**** Excerpt to read ****

Created 11-14-2016 09:27 PM
How does Nifi Fault Tolerance and more importantly FlowFile acking work?
Specifically looking at Nifi from a streaming background:
This post goes high level on but doesn't talk about specifics of how the failover will work. https://community.hortonworks.com/questions/46887/is-nifi-fault-tolerant-against-machine-failures.ht...
Created 11-14-2016 09:47 PM
Each Node in a NiFi cluster runs its own copy of the dataflow and works on its own set of FlowFiles. Node A for example is unaware of the existence of Node B.
NiFi does persist all FlowFiles (attributes and content) in to local repositories on each node in the cluster. That is why is is important to make these repo fault tolerant (For example using RAID 10 Disk for your repos).
Should a node go down, as long as you have access to those repos and copy of the flow.xml.gz, you can recover your dataflow where it left off, even if that means spinning up a new NiFi and pointing it at those existing repos.
NiFi comes with no automated built in process for this.
While Nodes at this current time are not aware of other nodes or the data the currently have queued, This is a roadmap item for a future version of NiFi. At this time the HA Data plane stuff has not been committed to any particular release to the best of my knowledge.

****

▶ **Written task A**:
In the NiFi thread, what example is given of a way to make the local repositories fault tolerant?
▶ **Written task B**:
Output a passage from the NiFi thread that begins at the words "Created 11-14-2016 09:27" and stops after the words "for your repos).".

**** Data shown ****

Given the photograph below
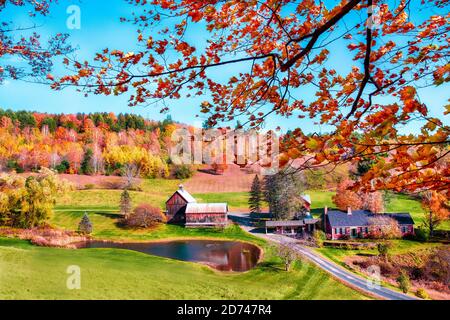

****

▶ **Full solution A**:
Using RAID 10 disks for the repos.

▶ **Full solution B**:
Created 11-14-2016 09:27 PM
How does Nifi Fault Tolerance and more importantly FlowFile acking work?
Specifically looking at Nifi from a streaming background:
This post goes high level on but doesn't talk about specifics of how the failover will work. https://community.hortonworks.com/questions/46887/is-nifi-fault-tolerant-against-machine-failures.ht...
Created 11-14-2016 09:47 PM
Each Node in a NiFi cluster runs its own copy of the dataflow and works on its own set of FlowFiles. Node A for example is unaware of the existence of Node B.
NiFi does persist all FlowFiles (attributes and content) in to local repositories on each node in the cluster. That is why is is important to make these repo fault tolerant (For example using RAID 10 Disk for your repos).